## Set of tasks
[1] Reproduce the passage about Hordinski's music career verbatim, everything from "Hordinski studied guitar" down to "his own thing.".
[2] Pick up the passage about Hordinski and The Monastery where it stops, and write what comes next.

## Document extract
Hordinski studied guitar and musical composition at Malone College, a Christian institution in Canton, where he met future Over the Rhine bandmates Karin Bergquist and Linford Detweiler. Hordinski eventually landed in Cincinnati as a hired-gun touring musician. But it wasn’t long before he yearned to write his own songs.
He enticed Bergquist, Detweiler, and drummer Brian Kelly to move to Cincinnati in 1989, and a series of spellbinding, uncommonly affecting albums as Over the Rhine followed. But Hordinski grew creatively restless again, leaving the group after 1996’s The Darkest Night of the Year to do his own thing.
Hordinski formed the band Monk, started producing other artists at The Monastery, and found work scoring films and creating string arrangements for myriad clients and collaborators. Flesh and Ghost seems like a culmination of all that work, a melting pot influenced by his various endeavors over the last 25 years. “At this point in my life, I have a lane that I’m in stylistically,” he says. “I don’t know how you would describe it, sort of junkyard ambient or something. I’m kind of working within some strictures, but within that I still want to have a lot of freedom.”
That freedom extends to The Monastery, a creative oasis that allows for limitless sonic exploration. “It’s always been a place where I’m doing my work,” he says. “I fell in love with unconventional recording early on, listening to Daniel Lanois, Tom Waits, even somebody like Robin Guthrie from Cocteau Twins or Peter Gabriel, people who are taking unconventional spaces and recording in them. That just always really appealed to me.”
There’s also a more practical aspect to recording at The Monastery. “I’m not spending $1,500 a day for another studio,” he says. “That’s obviously a big plus. You can take more chances. I can retouch things over and over and over. That’s the downside too—you can never finish. Was it Martin Scorsese who said that movies are never finished, they just escape? I feel like that about the music thing. If you don’t have a deadline, you could easily spend the rest of your life working on one record.”

## Provided records
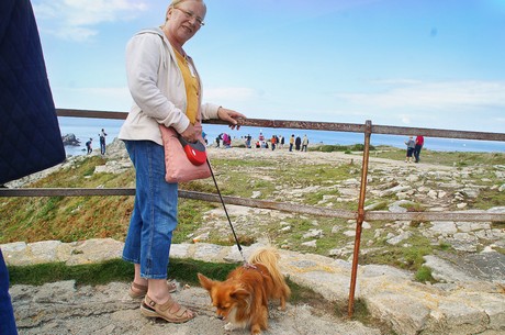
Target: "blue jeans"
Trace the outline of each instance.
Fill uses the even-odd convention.
[[[16,335],[14,312],[9,295],[9,272],[0,250],[0,335]]]
[[[123,259],[141,265],[141,277],[167,278],[172,232],[177,227],[178,185],[165,181],[165,152],[152,141],[125,141],[135,167],[135,204]]]

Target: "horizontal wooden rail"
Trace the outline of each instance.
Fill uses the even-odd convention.
[[[33,188],[33,189],[0,189],[0,197],[110,197],[110,196],[135,196],[132,188],[108,189],[69,189],[69,188]],[[179,190],[179,197],[207,202],[221,202],[214,193]],[[291,202],[277,202],[238,197],[224,196],[226,204],[243,205],[266,210],[276,210],[299,214],[312,214],[326,217],[356,220],[355,211],[319,208]],[[487,212],[407,212],[391,213],[383,211],[366,211],[364,220],[368,221],[473,221],[473,222],[505,222],[505,213]]]

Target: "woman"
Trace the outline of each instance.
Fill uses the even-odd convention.
[[[176,0],[160,27],[137,33],[126,46],[126,72],[134,104],[120,131],[136,171],[135,204],[123,259],[135,267],[130,289],[144,297],[141,312],[181,323],[194,313],[179,305],[167,284],[168,256],[177,226],[178,186],[165,181],[165,155],[158,125],[172,126],[194,142],[200,118],[221,119],[238,127],[243,114],[215,104],[201,104],[202,88],[183,45],[203,25],[205,3]]]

## Answers for each item
[1]
Hordinski studied guitar and musical composition at Malone College, a Christian institution in Canton, where he met future Over the Rhine bandmates Karin Bergquist and Linford Detweiler. Hordinski eventually landed in Cincinnati as a hired-gun touring musician. But it wasn’t long before he yearned to write his own songs.
He enticed Bergquist, Detweiler, and drummer Brian Kelly to move to Cincinnati in 1989, and a series of spellbinding, uncommonly affecting albums as Over the Rhine followed. But Hordinski grew creatively restless again, leaving the group after 1996’s The Darkest Night of the Year to do his own thing.

[2]
Hordinski has lived in Ohio his entire life, including the last 35 years in Cincinnati, thus an obvious question arises: How have his particular environs impacted his work as an artist?
“I remember once doing an interview on the Echoes ambient radio show,” says Hordinski. “And the guy said something about me having a very Midwestern sound, and I remember kind of bristling at it, like, What? What are you talking about? I’m very urban and sophisticated. Looking back on it, I think there’s some kind of pastoral thing you get just from living someplace where you’re going to drive through cornfields at some point. But I’ve never lived in a rural place. I’ve never wanted to live in the suburbs. I’ve always lived in the city. On a very practical level, living in Cincinnati gives me so much freedom to own a beautiful recording studio. If it were in Brooklyn, it would be completely unaffordable.”
And now, after years in the making, interrupted by a worldwide pandemic, Hordinski is ready to take Flesh and Ghost to a live audience. “I love playing music for people,” he says. “It’s my favorite thing. When people choose to go see live music, it’s a beautiful kind of commitment. I don’t want to be overly spiritual about it, but no one owes me time and attention. If someone comes out to my show, I’m legitimately grateful.”